Rewrite the lines below with "wicker basket" replaced by "straw basket" and everything else unchanged, leaving the pictures out.
[BEGIN]
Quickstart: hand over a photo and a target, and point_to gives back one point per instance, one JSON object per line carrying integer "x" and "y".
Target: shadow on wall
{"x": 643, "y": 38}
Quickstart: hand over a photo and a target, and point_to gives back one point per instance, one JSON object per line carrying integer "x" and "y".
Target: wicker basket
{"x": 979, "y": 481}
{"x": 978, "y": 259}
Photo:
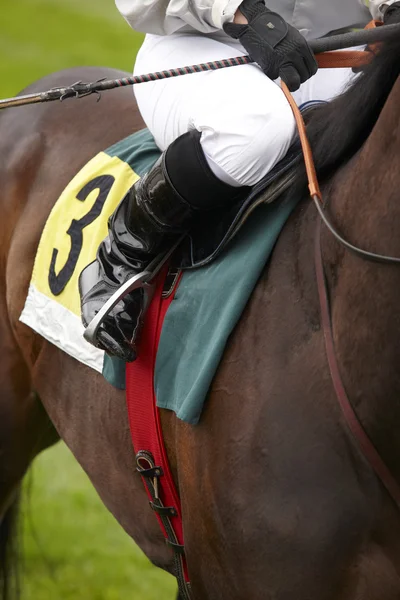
[END]
▸ **RESULT FOR THIS TASK**:
Quickstart: hand over a photo and a target, and point_to gives back one point per instance, one JSON object per line carrying integer "x" and "y".
Target: shadow on wall
{"x": 643, "y": 38}
Quickstart: hand over a photo and a target, and point_to gives back one point per instance, one JSON object per line carrying integer "x" and "y".
Target: straw basket
{"x": 979, "y": 481}
{"x": 978, "y": 259}
Photo:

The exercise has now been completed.